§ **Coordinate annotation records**
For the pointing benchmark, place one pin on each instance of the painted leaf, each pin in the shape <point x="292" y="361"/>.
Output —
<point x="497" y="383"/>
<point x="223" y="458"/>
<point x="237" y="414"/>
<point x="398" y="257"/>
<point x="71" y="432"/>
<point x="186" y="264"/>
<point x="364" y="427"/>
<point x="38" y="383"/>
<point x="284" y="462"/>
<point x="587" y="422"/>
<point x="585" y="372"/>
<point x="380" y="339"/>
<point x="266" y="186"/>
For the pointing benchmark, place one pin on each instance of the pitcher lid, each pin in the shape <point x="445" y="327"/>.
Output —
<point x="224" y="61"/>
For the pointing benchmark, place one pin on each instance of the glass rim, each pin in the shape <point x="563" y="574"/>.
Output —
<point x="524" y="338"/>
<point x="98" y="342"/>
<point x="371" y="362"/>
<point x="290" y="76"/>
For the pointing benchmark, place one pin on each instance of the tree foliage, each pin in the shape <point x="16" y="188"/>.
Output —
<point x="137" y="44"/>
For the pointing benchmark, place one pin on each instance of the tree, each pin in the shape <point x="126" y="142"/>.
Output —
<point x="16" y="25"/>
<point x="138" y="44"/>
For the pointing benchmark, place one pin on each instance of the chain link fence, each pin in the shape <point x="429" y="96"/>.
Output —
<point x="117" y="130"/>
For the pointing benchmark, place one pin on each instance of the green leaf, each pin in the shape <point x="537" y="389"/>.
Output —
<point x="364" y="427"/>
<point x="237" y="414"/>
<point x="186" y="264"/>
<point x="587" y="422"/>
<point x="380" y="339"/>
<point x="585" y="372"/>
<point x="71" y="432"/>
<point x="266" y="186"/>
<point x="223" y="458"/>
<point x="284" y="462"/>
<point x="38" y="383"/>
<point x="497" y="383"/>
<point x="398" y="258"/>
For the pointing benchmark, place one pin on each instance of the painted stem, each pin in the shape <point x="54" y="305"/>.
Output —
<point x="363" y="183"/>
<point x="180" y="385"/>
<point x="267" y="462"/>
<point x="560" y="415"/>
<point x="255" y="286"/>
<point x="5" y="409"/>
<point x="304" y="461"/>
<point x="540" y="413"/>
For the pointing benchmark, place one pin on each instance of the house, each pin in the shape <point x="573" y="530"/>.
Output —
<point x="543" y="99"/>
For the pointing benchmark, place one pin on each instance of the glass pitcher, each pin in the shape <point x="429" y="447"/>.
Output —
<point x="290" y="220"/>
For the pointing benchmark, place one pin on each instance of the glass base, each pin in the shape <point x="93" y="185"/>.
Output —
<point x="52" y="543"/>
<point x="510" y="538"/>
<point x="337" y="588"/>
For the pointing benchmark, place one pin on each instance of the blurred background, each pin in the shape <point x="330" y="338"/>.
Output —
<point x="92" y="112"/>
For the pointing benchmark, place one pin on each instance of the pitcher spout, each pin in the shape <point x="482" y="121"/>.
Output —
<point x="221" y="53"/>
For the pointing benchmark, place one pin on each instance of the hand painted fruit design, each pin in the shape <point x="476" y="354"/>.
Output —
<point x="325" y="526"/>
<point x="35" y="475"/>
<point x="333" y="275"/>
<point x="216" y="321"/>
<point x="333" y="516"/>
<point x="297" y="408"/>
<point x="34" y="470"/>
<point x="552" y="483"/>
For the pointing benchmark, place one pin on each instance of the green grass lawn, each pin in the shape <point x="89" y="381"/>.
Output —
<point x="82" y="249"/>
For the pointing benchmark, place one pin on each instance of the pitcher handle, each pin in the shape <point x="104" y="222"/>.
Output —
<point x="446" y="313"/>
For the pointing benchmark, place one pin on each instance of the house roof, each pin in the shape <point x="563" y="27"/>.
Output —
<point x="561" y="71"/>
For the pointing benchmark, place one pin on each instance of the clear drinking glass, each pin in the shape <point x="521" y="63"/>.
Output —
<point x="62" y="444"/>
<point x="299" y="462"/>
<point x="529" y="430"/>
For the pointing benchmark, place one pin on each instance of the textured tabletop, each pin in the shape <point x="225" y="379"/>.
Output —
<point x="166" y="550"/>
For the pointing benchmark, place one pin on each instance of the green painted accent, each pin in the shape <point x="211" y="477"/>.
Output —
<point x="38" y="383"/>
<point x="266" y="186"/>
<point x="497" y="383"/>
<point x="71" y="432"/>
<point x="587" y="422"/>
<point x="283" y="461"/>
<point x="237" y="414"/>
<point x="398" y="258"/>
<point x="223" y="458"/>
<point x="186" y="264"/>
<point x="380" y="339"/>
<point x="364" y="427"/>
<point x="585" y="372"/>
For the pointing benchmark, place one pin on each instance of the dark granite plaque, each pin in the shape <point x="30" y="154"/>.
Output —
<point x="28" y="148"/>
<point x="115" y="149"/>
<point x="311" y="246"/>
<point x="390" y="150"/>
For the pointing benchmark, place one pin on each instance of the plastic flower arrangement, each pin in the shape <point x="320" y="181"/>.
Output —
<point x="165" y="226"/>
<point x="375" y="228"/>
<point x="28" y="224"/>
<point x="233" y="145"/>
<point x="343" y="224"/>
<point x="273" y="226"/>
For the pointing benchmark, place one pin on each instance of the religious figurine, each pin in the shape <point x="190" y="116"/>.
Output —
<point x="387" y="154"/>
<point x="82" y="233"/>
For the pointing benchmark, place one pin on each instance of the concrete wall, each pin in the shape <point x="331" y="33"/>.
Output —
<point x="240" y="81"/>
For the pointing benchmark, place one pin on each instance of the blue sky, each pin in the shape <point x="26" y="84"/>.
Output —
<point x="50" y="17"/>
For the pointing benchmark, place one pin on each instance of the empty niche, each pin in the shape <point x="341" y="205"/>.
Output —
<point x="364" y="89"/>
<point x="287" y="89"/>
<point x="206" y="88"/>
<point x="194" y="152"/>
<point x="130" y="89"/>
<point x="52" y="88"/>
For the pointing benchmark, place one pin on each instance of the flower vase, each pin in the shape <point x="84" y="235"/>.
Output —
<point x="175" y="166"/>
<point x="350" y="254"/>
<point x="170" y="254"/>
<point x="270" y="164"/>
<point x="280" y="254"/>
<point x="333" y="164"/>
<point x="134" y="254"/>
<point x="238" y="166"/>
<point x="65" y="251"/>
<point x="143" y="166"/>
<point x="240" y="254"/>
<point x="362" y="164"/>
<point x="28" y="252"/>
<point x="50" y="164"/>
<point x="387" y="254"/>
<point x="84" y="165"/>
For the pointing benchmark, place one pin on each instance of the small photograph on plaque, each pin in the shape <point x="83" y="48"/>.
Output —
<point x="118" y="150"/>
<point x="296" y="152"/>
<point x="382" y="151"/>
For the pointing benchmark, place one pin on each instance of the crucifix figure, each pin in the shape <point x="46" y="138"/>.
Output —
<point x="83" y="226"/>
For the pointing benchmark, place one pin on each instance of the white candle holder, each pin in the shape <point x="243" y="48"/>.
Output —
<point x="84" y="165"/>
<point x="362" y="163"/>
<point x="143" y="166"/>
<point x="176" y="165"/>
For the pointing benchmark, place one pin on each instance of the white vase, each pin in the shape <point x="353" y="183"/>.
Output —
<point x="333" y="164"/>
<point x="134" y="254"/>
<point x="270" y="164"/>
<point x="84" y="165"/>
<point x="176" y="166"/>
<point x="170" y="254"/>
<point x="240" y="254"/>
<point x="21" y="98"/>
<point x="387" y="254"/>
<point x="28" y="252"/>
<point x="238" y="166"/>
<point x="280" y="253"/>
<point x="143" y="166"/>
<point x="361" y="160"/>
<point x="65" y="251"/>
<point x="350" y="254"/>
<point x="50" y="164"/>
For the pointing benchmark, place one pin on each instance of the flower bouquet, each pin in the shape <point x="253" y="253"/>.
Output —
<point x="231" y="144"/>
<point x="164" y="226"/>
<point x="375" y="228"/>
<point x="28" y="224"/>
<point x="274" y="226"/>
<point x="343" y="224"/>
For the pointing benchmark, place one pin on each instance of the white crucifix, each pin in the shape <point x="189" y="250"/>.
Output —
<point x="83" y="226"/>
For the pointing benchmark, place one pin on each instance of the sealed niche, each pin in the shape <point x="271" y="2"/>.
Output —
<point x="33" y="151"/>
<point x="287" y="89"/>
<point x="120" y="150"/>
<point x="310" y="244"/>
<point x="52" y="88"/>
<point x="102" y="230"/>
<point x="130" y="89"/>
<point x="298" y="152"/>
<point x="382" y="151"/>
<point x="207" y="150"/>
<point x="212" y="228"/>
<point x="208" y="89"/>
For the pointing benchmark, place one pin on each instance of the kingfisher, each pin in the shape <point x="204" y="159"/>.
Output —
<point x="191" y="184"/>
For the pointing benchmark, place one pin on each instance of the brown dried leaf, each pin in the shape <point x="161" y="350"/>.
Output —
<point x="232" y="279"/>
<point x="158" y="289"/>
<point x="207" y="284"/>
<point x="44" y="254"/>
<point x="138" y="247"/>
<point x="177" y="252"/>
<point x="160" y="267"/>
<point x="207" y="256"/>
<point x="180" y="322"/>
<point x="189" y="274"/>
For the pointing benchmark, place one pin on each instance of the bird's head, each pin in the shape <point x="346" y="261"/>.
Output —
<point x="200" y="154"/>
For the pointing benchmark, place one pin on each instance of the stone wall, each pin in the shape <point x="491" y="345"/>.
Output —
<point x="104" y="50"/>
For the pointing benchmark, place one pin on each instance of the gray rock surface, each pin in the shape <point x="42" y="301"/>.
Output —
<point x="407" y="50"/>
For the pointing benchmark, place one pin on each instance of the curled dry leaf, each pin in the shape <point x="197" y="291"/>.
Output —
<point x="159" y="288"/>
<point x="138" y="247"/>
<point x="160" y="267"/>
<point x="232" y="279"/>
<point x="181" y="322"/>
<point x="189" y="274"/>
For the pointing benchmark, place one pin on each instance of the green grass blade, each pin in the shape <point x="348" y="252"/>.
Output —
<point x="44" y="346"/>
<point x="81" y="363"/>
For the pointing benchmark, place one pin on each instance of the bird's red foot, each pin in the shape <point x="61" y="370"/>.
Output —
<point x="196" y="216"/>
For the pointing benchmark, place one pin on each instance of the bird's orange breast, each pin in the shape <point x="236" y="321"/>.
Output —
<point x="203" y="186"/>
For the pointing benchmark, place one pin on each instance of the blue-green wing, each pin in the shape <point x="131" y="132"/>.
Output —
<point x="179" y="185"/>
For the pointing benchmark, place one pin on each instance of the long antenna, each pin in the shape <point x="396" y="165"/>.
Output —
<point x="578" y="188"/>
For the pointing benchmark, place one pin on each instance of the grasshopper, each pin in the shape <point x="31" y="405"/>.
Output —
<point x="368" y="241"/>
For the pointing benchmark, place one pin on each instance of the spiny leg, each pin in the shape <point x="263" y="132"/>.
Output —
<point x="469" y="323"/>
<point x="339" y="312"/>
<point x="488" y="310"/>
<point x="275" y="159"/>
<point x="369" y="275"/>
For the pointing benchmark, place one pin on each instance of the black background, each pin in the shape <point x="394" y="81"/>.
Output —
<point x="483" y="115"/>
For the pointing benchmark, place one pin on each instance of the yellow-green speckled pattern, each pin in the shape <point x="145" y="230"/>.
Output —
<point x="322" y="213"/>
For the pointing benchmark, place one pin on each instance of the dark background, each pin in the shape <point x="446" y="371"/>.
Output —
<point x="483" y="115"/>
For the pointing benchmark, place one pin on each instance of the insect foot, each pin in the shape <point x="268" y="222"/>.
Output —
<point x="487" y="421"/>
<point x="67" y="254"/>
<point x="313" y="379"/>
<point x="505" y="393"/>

§ **Stated exercise**
Print only the lines from the one with "of the black" to the end of the records, both included.

§ **Expected answer**
For the pointing benchmark, place one pin on each instance of the black background, each pin in the shape <point x="394" y="81"/>.
Output —
<point x="483" y="115"/>
For the pointing benchmark, place one pin on each instance of the yellow-green speckled pattern, each pin in the shape <point x="145" y="230"/>.
Output —
<point x="322" y="213"/>
For the pointing benchmark, place one pin on each instance of the dark background, each pin in the shape <point x="446" y="371"/>.
Output —
<point x="483" y="115"/>
For the pointing benchmark, place one pin on each instance of the insect foot, each pin in the shape <point x="268" y="222"/>.
Output —
<point x="487" y="421"/>
<point x="67" y="254"/>
<point x="313" y="379"/>
<point x="505" y="393"/>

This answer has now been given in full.